Assigned task: Below are entries; output exactly the lines from the one with "For each target, its" to the one with "box: [349, 186, 405, 303]", both included, and nothing else.

Collected data entries

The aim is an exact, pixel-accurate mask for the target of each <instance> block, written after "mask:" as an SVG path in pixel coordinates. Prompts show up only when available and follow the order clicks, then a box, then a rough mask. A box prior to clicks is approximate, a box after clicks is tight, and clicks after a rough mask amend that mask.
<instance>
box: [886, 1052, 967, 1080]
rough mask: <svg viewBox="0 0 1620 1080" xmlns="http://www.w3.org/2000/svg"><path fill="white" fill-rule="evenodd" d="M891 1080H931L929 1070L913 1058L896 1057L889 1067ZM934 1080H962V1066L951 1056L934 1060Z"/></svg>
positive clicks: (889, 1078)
...
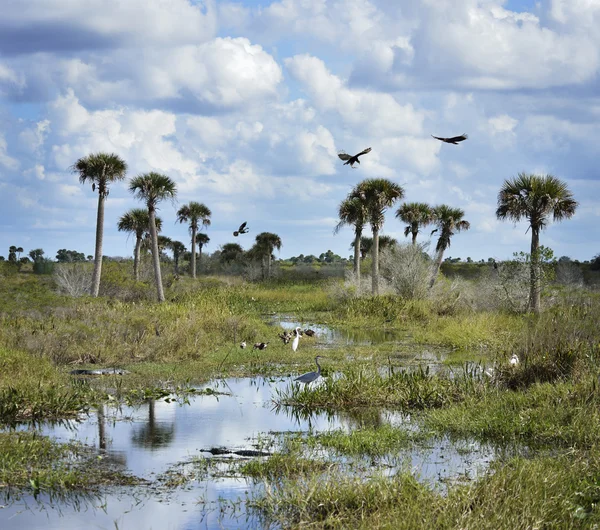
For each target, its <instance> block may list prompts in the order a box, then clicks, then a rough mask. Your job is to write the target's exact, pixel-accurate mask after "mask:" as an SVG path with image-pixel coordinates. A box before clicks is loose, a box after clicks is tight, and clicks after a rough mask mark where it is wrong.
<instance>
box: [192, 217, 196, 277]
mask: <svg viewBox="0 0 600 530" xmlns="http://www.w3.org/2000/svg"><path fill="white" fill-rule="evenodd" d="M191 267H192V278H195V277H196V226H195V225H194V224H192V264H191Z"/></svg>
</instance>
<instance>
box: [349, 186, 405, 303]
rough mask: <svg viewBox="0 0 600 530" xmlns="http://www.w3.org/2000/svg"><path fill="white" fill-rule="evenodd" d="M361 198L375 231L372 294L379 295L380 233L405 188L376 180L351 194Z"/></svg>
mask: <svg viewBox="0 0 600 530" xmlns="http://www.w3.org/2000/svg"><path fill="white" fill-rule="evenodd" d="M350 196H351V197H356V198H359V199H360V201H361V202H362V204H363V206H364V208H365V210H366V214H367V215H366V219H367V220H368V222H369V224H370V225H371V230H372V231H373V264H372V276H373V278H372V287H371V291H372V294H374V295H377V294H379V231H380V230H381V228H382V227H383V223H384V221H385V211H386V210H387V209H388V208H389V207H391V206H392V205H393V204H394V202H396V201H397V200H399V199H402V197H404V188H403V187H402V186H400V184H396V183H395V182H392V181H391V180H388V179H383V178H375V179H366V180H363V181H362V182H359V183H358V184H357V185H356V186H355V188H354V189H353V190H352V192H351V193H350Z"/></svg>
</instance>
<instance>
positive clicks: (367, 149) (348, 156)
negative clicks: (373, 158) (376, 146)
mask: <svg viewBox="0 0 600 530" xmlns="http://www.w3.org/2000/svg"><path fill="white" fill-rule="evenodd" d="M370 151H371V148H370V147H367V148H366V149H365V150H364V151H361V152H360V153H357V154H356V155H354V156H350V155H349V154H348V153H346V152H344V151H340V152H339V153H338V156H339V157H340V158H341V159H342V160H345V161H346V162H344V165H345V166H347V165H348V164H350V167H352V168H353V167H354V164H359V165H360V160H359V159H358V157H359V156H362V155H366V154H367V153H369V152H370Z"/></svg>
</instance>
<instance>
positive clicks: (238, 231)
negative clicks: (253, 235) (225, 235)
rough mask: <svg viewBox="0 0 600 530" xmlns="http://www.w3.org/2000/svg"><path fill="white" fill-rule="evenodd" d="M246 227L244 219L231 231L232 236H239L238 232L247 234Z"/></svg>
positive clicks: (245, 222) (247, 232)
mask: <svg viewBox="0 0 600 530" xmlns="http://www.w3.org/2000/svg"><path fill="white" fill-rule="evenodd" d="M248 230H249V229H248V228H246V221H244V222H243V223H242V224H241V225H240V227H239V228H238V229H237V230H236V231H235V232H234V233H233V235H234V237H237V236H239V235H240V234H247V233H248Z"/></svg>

Written response:
For each target, its <instance> block may list prompts in the order a box, then clicks, then a rough mask. Your job is to write the target's exact, pixel-accurate mask after "mask:" as an SVG path with image-pixel coordinates. A box before clicks is loose, a box after clicks is tight, and clicks after a rough mask mark where it is wrong.
<instance>
box: [192, 217, 196, 277]
mask: <svg viewBox="0 0 600 530" xmlns="http://www.w3.org/2000/svg"><path fill="white" fill-rule="evenodd" d="M191 267H192V278H195V277H196V226H195V225H194V224H192V264H191Z"/></svg>
</instance>
<instance>
box: [349, 186, 405, 303]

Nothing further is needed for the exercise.